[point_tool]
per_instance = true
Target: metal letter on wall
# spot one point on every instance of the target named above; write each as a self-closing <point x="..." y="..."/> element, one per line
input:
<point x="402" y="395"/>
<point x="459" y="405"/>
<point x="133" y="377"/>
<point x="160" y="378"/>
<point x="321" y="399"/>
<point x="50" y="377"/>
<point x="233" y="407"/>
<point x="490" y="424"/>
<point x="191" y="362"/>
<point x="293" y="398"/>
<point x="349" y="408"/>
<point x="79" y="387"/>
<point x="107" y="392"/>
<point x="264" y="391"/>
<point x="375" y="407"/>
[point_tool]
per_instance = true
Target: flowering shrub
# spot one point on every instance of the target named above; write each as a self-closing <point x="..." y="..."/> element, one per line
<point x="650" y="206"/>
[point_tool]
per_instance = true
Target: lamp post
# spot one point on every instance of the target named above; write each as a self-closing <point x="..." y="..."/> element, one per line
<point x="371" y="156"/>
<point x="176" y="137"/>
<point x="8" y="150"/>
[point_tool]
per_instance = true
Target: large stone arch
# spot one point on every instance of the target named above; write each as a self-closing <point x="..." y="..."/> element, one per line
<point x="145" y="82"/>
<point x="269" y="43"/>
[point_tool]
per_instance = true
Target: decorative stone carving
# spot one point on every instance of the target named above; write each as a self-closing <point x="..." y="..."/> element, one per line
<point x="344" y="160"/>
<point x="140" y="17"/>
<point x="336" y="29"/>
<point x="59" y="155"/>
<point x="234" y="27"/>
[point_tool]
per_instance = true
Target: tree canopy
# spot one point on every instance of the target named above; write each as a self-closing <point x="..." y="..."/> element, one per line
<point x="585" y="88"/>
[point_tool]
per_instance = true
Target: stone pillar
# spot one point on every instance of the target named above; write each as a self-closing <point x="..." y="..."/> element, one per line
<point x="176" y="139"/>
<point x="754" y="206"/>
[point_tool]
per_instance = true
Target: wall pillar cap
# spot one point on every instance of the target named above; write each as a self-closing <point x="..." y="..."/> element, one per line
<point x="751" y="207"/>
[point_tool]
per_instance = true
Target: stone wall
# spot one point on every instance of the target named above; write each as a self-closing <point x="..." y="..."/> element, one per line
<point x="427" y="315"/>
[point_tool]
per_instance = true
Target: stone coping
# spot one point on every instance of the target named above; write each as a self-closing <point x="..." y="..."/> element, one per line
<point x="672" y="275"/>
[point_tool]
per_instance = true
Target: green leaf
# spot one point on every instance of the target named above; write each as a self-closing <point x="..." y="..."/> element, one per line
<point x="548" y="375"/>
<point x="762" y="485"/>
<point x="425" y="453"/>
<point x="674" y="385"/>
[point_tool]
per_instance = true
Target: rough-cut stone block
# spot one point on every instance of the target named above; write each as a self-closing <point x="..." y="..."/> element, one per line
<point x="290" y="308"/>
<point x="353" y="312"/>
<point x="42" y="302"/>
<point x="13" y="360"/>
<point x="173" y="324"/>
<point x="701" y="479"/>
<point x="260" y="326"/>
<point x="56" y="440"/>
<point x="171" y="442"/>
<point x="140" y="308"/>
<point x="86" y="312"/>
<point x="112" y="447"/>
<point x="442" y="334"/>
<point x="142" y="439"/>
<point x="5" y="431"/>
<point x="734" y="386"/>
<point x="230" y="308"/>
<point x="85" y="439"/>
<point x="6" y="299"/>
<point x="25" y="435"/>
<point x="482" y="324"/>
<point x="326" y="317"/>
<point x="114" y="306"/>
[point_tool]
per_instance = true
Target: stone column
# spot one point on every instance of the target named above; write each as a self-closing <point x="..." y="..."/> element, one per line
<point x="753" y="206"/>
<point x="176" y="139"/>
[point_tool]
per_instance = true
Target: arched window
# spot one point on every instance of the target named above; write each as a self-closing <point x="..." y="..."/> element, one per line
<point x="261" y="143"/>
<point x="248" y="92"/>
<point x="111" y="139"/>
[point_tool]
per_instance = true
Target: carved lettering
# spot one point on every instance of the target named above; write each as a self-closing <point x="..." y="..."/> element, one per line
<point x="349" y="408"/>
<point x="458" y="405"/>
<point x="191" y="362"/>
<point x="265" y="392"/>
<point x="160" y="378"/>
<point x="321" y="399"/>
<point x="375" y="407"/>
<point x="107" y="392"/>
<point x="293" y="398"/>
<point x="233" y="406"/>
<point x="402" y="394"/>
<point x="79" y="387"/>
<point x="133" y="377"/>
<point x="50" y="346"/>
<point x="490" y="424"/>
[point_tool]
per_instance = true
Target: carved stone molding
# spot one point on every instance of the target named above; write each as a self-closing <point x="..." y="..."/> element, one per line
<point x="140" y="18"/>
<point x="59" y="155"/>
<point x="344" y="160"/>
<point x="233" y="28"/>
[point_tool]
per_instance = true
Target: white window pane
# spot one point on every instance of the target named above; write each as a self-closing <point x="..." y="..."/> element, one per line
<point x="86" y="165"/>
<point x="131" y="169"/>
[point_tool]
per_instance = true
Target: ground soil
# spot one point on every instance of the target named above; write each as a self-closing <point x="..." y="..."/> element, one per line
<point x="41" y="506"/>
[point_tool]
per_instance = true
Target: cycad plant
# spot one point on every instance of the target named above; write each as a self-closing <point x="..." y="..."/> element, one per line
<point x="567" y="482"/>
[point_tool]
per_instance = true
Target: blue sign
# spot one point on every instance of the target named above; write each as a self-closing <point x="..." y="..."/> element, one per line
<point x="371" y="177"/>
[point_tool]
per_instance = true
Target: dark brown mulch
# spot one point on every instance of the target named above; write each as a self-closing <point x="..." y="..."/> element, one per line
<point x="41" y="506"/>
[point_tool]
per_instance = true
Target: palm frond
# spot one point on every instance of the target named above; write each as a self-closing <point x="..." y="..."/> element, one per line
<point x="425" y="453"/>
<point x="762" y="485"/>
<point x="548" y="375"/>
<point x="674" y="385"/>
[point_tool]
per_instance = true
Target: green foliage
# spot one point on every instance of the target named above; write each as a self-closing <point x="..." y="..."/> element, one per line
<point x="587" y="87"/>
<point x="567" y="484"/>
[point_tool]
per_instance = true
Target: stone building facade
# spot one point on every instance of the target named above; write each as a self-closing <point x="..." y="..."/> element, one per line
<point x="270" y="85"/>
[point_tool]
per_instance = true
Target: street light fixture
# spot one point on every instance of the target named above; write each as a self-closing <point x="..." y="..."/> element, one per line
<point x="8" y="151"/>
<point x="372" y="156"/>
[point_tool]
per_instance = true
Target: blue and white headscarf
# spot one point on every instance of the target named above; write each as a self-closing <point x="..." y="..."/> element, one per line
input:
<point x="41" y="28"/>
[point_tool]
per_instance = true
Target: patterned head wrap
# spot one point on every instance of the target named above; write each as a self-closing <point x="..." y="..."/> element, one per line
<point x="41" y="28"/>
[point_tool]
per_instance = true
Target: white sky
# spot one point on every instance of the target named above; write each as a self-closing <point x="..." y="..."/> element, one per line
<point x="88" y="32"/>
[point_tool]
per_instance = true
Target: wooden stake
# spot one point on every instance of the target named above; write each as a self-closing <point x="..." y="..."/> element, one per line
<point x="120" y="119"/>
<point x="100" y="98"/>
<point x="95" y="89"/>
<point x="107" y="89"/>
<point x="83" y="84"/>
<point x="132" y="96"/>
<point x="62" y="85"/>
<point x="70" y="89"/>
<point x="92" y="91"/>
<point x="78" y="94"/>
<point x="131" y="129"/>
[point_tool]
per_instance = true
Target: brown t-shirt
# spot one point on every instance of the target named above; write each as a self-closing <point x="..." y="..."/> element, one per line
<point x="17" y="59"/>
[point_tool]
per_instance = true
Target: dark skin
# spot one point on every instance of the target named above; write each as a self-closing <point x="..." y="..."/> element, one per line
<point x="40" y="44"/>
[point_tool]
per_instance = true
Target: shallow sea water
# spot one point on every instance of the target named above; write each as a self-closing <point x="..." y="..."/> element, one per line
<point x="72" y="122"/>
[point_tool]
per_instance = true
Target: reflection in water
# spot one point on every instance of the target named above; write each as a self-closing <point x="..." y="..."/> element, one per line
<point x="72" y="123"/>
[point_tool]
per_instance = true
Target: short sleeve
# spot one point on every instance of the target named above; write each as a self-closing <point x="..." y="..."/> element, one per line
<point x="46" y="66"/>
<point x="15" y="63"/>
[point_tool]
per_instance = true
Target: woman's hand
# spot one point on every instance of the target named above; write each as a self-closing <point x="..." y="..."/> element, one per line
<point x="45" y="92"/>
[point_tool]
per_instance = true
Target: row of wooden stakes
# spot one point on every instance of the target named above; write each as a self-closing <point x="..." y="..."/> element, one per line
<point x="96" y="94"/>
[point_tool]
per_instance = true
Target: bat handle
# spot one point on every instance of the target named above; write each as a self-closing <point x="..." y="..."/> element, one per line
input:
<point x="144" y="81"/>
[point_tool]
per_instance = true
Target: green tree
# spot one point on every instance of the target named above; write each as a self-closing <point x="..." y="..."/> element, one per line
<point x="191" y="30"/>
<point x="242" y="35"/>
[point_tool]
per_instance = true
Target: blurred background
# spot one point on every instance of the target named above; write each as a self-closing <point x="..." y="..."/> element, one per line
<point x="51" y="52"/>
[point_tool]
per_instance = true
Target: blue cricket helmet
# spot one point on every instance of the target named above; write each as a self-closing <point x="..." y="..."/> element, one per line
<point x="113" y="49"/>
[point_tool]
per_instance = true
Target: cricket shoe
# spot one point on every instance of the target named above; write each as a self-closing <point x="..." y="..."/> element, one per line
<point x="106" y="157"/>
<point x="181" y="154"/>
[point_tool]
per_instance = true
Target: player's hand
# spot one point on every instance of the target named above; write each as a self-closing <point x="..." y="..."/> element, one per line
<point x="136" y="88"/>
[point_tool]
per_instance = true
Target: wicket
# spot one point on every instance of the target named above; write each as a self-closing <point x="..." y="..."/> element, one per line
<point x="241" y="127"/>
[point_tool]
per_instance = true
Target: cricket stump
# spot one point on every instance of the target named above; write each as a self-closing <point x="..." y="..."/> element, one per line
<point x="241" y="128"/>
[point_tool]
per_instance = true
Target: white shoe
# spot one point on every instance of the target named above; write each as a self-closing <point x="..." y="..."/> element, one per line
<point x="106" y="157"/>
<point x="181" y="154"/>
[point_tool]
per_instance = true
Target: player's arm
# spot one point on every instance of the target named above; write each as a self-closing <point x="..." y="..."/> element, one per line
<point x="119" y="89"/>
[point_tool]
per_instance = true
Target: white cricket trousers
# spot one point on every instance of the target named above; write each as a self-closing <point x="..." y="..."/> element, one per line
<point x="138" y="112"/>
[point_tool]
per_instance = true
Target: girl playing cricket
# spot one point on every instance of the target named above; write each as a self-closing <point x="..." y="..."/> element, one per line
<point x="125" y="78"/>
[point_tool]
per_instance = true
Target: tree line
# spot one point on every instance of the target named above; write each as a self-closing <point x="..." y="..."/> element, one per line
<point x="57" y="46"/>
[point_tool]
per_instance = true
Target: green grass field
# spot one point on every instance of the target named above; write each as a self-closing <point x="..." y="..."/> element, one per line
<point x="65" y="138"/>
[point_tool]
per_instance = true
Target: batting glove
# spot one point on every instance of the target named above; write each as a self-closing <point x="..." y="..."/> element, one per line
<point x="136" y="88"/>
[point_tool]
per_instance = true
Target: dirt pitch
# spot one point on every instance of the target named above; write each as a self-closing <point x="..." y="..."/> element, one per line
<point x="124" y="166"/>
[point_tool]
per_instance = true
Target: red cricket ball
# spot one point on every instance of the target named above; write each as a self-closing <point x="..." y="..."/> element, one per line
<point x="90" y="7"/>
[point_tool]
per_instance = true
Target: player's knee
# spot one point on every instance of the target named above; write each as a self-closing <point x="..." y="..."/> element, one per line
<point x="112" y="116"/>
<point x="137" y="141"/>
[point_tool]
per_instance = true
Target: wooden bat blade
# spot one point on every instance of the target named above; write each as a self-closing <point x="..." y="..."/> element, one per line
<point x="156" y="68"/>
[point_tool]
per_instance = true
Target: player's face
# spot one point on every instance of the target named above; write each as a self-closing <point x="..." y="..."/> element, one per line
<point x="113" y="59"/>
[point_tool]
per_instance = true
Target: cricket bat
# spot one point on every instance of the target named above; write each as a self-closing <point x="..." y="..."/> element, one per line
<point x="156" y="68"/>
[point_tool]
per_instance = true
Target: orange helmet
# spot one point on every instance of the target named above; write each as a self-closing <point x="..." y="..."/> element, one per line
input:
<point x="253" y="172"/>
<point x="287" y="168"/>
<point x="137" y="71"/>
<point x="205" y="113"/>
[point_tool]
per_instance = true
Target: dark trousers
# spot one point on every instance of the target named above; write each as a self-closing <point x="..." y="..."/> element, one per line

......

REQUIREMENT
Using the data above, print exactly the lines from the line that contains "Target: dark skin" through the line that contains "Target: green tree", with both included.

ANSWER TO THE PROBLEM
Target: dark skin
# spot one point on every instance of the target named above; write each as a self-closing <point x="..." y="..."/> element, one per line
<point x="40" y="44"/>
[point_tool]
per_instance = true
Target: shallow sea water
# spot one point on every instance of the target named above; write each as a self-closing <point x="..." y="..."/> element, one per line
<point x="72" y="122"/>
[point_tool]
per_instance = true
Target: reflection in water
# spot one point on every instance of the target named above; write each as a self-closing <point x="..." y="..."/> element, one per line
<point x="72" y="123"/>
[point_tool]
per_instance = true
Target: short sleeve
# spot one point on every instance of the target named above; write each as a self-closing <point x="..." y="..."/> element, one per line
<point x="46" y="66"/>
<point x="15" y="63"/>
[point_tool]
per_instance = true
Target: woman's hand
# spot one point on every instance of the target named above; write each as a self-closing <point x="..." y="..."/> element, one per line
<point x="45" y="92"/>
[point_tool]
per_instance = true
Target: row of wooden stakes
# spot one point on every instance of the target named above; write each as a self-closing <point x="..." y="..."/> element, one per line
<point x="96" y="94"/>
[point_tool]
per_instance = true
Target: bat handle
# spot one point on every instance of the target named above; write each as a self-closing <point x="..." y="..."/> element, one per line
input:
<point x="144" y="81"/>
[point_tool]
per_instance = true
Target: green tree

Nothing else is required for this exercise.